What isn’t a secret is that the business life-cycle for technology companies, from scale-up to exit, is accelerating—intensifying the pressure.
Determining objectives and achieving vision
The most onerous task may be the one that’s constant. Scale to sale or IPO, tech leaders need to know what their objectives are—vision and values are foundational at every stage of your company’s growth.
“I had a little piece of paper in my wallet—I wrote down three things that were non-negotiables for me,” says Saud, describing what he needed for the sale of his business. While such non-negotiables will be individual to every tech scale-up, there’s value in deciding what they are, and not losing sight of them along the journey.
“What type of exit matches your objectives?” Ryan Farkas, who leads Transaction Advisory Services at BDO Canada, asks. “It always comes back to your personal and your professional ambitions. […] Our mission, our ‘big why,’ is to be people who help people achieve their dreams. Our clients, our communities—our goals is to get them where they want to be.”
Compliance and local standards
“Tech’s a really interesting space because there’s always an exit strategy. You either think you’re going to be the next Facebook, or Google, or Microsoft, or you think they’re going to buy you,” says Armand Capasciolto, National Accounting Standards partner at BDO. “And, it’s not something you can prepare for overnight.”
Armand adds: “If an IPO is your exit strategy—your monetization strategy to get the value out of your company—you need to be thinking about that three years in advance. If you’re building something and that’s your strategy, that’s how you start building your company from day one. I’m not saying you have to be a public company on day one, but step-by-step evolving toward that.”

# # # # #

Written task A: Return the entire passage on planning a tech company's exit, word for word.

# # # # #

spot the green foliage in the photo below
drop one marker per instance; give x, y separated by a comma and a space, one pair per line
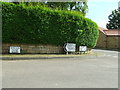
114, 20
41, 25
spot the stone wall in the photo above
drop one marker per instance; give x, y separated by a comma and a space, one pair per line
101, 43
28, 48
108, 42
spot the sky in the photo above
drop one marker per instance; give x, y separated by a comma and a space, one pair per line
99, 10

# # # # #

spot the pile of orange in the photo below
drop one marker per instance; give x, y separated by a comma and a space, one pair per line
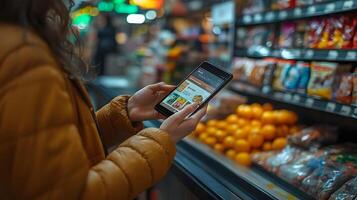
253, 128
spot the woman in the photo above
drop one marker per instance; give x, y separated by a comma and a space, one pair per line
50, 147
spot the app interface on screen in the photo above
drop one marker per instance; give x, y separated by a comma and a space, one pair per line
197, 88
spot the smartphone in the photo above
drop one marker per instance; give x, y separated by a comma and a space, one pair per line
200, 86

# # # # #

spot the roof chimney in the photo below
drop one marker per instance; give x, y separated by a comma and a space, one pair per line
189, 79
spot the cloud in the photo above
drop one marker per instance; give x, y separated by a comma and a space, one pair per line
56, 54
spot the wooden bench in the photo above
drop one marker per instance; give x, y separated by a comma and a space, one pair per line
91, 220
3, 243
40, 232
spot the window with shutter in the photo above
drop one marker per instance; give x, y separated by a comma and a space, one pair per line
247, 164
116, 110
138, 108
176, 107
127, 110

# # # # #

Written task B: Identify every line in the rows above that contains the string "spot", and copy each of those lines. Case counts when matching.

Exercise result A:
What isn’t a secret is that the business life-cycle for technology companies, from scale-up to exit, is accelerating—intensifying the pressure.
Determining objectives and achieving vision
The most onerous task may be the one that’s constant. Scale to sale or IPO, tech leaders need to know what their objectives are—vision and values are foundational at every stage of your company’s growth.
“I had a little piece of paper in my wallet—I wrote down three things that were non-negotiables for me,” says Saud, describing what he needed for the sale of his business. While such non-negotiables will be individual to every tech scale-up, there’s value in deciding what they are, and not losing sight of them along the journey.
“What type of exit matches your objectives?” Ryan Farkas, who leads Transaction Advisory Services at BDO Canada, asks. “It always comes back to your personal and your professional ambitions. […] Our mission, our ‘big why,’ is to be people who help people achieve their dreams. Our clients, our communities—our goals is to get them where they want to be.”
Compliance and local standards
“Tech’s a really interesting space because there’s always an exit strategy. You either think you’re going to be the next Facebook, or Google, or Microsoft, or you think they’re going to buy you,” says Armand Capasciolto, National Accounting Standards partner at BDO. “And, it’s not something you can prepare for overnight.”
Armand adds: “If an IPO is your exit strategy—your monetization strategy to get the value out of your company—you need to be thinking about that three years in advance. If you’re building something and that’s your strategy, that’s how you start building your company from day one. I’m not saying you have to be a public company on day one, but step-by-step evolving toward that.”

Exercise result B:
spot the green foliage in the photo below
spot the stone wall in the photo above
spot the sky in the photo above
spot the pile of orange in the photo below
spot the woman in the photo above
spot the app interface on screen in the photo above
spot the smartphone in the photo above
spot the roof chimney in the photo below
spot the cloud in the photo above
spot the wooden bench in the photo above
spot the window with shutter in the photo above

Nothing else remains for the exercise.